>> BEGIN Provided data
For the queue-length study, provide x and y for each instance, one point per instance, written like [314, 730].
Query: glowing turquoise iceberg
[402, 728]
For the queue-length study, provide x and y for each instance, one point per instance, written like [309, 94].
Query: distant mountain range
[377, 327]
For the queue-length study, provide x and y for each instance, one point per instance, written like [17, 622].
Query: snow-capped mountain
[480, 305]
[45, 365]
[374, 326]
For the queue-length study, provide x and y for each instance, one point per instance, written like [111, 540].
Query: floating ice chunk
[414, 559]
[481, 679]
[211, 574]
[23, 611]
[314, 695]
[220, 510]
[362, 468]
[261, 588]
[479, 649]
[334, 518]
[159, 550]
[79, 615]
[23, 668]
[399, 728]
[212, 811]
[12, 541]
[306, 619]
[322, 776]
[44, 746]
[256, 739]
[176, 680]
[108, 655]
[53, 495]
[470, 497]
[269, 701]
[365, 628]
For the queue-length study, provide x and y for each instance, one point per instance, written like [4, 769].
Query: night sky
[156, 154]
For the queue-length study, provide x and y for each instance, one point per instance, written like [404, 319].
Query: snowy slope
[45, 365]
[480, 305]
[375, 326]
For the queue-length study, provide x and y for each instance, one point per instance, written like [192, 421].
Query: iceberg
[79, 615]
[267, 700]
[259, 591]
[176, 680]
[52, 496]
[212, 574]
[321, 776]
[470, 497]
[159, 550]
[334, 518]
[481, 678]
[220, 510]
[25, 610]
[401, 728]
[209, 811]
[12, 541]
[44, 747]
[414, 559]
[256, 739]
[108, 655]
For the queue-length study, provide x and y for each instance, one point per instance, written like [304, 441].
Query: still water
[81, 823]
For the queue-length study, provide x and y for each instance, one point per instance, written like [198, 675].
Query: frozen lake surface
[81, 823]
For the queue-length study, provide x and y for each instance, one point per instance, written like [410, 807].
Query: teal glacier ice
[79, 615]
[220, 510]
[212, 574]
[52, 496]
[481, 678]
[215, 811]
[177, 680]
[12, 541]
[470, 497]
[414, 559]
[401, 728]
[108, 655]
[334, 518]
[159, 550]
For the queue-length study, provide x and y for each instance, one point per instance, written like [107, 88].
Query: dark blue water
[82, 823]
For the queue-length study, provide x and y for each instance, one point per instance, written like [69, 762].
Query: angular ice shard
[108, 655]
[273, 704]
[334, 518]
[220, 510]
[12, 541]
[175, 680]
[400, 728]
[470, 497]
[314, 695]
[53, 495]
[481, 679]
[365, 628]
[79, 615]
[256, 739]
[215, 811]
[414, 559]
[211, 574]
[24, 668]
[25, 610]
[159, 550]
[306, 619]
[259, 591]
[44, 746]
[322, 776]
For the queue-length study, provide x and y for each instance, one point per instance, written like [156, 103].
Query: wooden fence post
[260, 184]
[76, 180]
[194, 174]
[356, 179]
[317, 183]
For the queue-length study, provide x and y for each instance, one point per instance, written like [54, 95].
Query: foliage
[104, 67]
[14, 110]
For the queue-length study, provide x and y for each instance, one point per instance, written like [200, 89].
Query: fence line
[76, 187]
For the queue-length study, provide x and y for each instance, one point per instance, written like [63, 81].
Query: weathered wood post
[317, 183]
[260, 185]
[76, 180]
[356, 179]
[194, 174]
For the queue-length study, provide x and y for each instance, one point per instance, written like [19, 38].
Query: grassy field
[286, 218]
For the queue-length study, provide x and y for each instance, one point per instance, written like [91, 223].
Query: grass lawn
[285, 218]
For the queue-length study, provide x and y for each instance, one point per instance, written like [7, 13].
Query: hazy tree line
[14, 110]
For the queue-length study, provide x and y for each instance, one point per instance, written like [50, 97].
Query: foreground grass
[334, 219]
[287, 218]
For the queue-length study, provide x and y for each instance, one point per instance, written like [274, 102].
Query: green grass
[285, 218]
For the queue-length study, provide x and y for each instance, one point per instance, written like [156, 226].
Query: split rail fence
>> END Provided data
Problem details - Your task is to extract the lines running from the one with "like [91, 223]." to the end of the material, inclusive, copying each exactly and adding nothing.

The answer -
For the queue-length study, provide x and y for each instance, one point per instance, written like [91, 223].
Query: grass lawn
[285, 218]
For the queue-length study, provide x and y for each instance, one point per instance, written like [7, 13].
Query: hazy tree line
[14, 110]
For the queue-length study, provide x and y for each instance, one point per instance, written like [50, 97].
Query: foreground grass
[334, 219]
[287, 218]
For the queue-length study, provide x and y for each instance, one point per instance, written like [274, 102].
Query: green grass
[285, 218]
For the queue-length study, provide x and y for each instance, one point per instance, written like [156, 226].
Query: split rail fence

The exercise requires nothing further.